→ Trecho do texto:
08/12/2010

Avatar é aqui! Povos indígenas, grandes obras e conflitos em 2010

O presente artigo integra o Relatório Direitos Humanos no Brasil 2010. Para acessá-lo na íntegra, clique aqui.  

 

Rosane F. Lacerda[1]

 

Nos conflitos envolvendo o setor elétrico, o apelo ao “desenvolvimento” como justificativa para as perdas a serem suportadas pelos povos indígenas pouco difere do quadro vivenciado no tempo do regime militar. Ali, o boom desenvolvimentista devastava centenas de grupos indígenas, sobretudo, os isolados. A diferença é que o Brasil de hoje possui um marco constitucional com importantes princípios e instrumentos protetivos aos direitos indígenas.

 

Tentar efetuar um balanço e uma análise em poucas linhas de uma realidade tão rica e complexa quanto à relativa aos direitos humanos dos povos indígenas é algo que exige imenso esforço de síntese, além da natural busca por dados fidedignos. Devido aos estreitos limites desta obra coletiva, trazemos aqui apenas um apanhado geral sobre os acontecimentos mais relevantes do ano, tendo como fontes de dados publicações especializadas e matérias jornalísticas disponibilizadas na internet.

→ Requisitos do exercício:
[A] Reescreva de forma mais concisa o parágrafo do artigo sobre povos indígenas e grandes obras que começa com "Nos conflitos envolvendo o setor elétrico", mantendo seus fatos principais.
[B] Liste cada linha da listagem em que aparece a palavra "target".

[Dados registrados]
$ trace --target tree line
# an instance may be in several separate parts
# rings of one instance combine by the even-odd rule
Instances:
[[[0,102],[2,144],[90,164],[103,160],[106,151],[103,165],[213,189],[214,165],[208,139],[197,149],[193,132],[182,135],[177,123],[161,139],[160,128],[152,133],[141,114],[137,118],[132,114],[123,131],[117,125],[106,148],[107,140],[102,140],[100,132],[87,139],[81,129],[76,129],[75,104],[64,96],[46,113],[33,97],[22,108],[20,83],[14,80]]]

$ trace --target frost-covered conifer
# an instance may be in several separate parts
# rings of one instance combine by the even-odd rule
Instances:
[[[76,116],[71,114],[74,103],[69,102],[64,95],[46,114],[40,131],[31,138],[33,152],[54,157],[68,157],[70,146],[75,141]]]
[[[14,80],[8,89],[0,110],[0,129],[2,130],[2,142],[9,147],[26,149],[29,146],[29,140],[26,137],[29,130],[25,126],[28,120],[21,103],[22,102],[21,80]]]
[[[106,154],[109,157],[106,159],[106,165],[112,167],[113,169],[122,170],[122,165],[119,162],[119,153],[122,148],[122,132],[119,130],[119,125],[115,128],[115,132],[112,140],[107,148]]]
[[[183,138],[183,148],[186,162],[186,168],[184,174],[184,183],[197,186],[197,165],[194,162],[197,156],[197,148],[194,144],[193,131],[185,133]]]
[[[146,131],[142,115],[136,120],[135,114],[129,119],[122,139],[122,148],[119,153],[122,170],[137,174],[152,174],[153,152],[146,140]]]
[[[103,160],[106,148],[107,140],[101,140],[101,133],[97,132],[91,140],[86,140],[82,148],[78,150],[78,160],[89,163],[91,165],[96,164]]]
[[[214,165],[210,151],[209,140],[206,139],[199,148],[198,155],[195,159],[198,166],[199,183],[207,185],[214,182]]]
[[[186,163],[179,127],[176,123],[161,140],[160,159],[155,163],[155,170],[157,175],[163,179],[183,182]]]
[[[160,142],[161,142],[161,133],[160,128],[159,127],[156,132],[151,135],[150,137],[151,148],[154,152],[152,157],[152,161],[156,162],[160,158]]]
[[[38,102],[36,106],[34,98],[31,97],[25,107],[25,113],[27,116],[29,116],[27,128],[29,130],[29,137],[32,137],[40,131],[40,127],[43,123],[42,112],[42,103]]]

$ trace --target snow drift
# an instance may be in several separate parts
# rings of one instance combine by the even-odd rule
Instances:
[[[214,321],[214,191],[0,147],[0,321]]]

→ Soluções das tarefas:
[A] Nos conflitos com o setor elétrico, o "desenvolvimento" é invocado para justificar as perdas impostas aos povos indígenas, de forma pouco diferente do regime militar. Naquela época, o boom desenvolvimentista devastou centenas de grupos indígenas, sobretudo os isolados. A diferença é que o Brasil atual conta com um marco constitucional que traz princípios e instrumentos de proteção aos direitos indígenas.

[B]
$ trace --target tree line
$ trace --target frost-covered conifer
$ trace --target snow drift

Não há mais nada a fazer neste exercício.